▶ Reto
Reproduce todas las entradas línea por línea, sin alterar nada.

□ □ □ □ □ □ □

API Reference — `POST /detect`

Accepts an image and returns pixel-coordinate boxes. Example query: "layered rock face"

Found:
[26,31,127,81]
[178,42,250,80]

□ □ □ □ □ □ □

▶ Solución completa
API Reference — `POST /detect`

Accepts an image and returns pixel-coordinate boxes. Example query: "layered rock face"

Found:
[26,31,127,81]
[178,42,250,80]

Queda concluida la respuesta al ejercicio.